### THE TASKS
(a) In the passage on Mawlānā Ḵāled, which Sufi order had predominated in most Kurdish-inhabited areas before the Ḵāledīya emerged?
(b) Reproduce the passage on Mawlānā Ḵāled word for word, from "The diffusion of" to "the first time.".

### TEXT TO READ
..........

Mawlānā Ḵāled established a new branch of an existing Sufi order; he did not originate a completely new one. Much of his significance lies, then, in his giving renewed emphasis to traditional tenets and practices of the Naqšbandī order, notably adherence to the Šarīʿa and the sonna and avoidance of vocal for silent ḏekr. Nonetheless, there were elements in his teaching that were novel and controversial, even among other Naqšbandīs. Foremost among these was his interpretation of the practice known as rābeṭa—the linking, in the imagination, of the heart of the morīd with that of the preceptor. In the only formal treatise he wrote on Sufi matters, Mawlānā Ḵāled defined it in novel fashion as “an imaginary fixing of the form of the shaikh between the eyes of the morīd,” and he proclaimed that rābeṭa was to be practiced exclusively with reference to himself, even after his death (Resālat al-rābeṭa, contained in Majmūʿa ʿaẓīma fī asrār al-ṭarīq, Istanbul, n.d., p. 20).

Equally important for the identity of the Ḵāledī branch of the Naqšbandī order was its political orientation: a pronounced loyalty to the Ottoman state as focus of Muslim unity and strength, and a concomitant hostility to the imperialist powers of Europe. Almost everywhere the Ḵāledīya went, from Daghestan to Sumatra, its members stood out through their militant attitudes and activities.

The diffusion of his following was extremely wide, reaching from the Balkans and the Crimea to South-East Asia just one generation after his death. His principal following was, however, in the Islamic heartlands, the Arab, Turkish, and Kurdish provinces of the Ottoman state and the Kurdish-inhabited areas of Iran. He gained many followers among the Ottoman learned hierarchy; not only Ebn ʿĀbedīn, but also Maḥmūd al-Alūsī, author of the important tafsīr Rūḥ al-maʿānī, and Makkīzāda Moṣṭafā ʿĀṣem Efendi, šayḵ-al-eslām under Maḥmūd II, were his morīds. Almost everywhere in Anatolia as well as in the capital itself, the Ḵāledī branch of the Naqšbandī order came to supersede branches of more ancient origin, and in Syria, Palestine, and Iraq, the Naqšbandīs assumed an important place in the ranks of the Sufis for the first time.

Mawlānā Ḵāled had a special impact on the religious life of his homeland, Kurdistan. For the Kurds, the practice of Islam had been traditionally connected with membership in a Sufi order, and the Qāderī order had predominated in most Kurdish-inhabited areas. With the emergence of the Ḵāledīya, matters were changed: the Qāderīya lost their preeminence to the Naqšbandīya, and many shaikhly families switched their allegiance from the former to the latter. Kurdish identity became to a degree associated with the Ḵāledī branch of the Naqšbandī order, and this fact, together with the hereditary form that the leadership of the order assumed in Kurdistan, accounts for the prominence of various Naqšbandī families in Kurdistan down to the present.

..........

### INFORMATION SUPPLIED

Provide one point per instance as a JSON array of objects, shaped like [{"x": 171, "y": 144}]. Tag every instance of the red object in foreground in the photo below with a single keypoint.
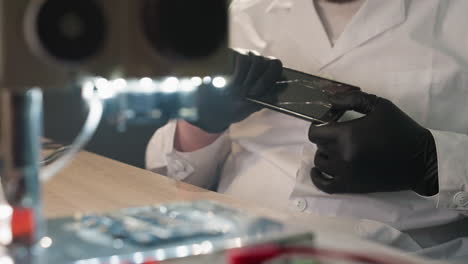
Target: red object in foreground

..........

### WRITTEN ANSWERS
(a) The Qāderī order.

(b)
The diffusion of his following was extremely wide, reaching from the Balkans and the Crimea to South-East Asia just one generation after his death. His principal following was, however, in the Islamic heartlands, the Arab, Turkish, and Kurdish provinces of the Ottoman state and the Kurdish-inhabited areas of Iran. He gained many followers among the Ottoman learned hierarchy; not only Ebn ʿĀbedīn, but also Maḥmūd al-Alūsī, author of the important tafsīr Rūḥ al-maʿānī, and Makkīzāda Moṣṭafā ʿĀṣem Efendi, šayḵ-al-eslām under Maḥmūd II, were his morīds. Almost everywhere in Anatolia as well as in the capital itself, the Ḵāledī branch of the Naqšbandī order came to supersede branches of more ancient origin, and in Syria, Palestine, and Iraq, the Naqšbandīs assumed an important place in the ranks of the Sufis for the first time.